**Problem description**
Output the material below in its entirety, exactly as given.

Data items
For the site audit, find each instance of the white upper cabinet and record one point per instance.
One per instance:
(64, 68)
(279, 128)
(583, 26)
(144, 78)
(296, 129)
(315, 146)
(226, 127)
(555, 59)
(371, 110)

**Written solution**
For the site audit, find each instance of the white upper cabinet and record one point per instance.
One per instance:
(64, 68)
(279, 128)
(583, 26)
(144, 78)
(296, 129)
(315, 146)
(226, 127)
(555, 59)
(371, 110)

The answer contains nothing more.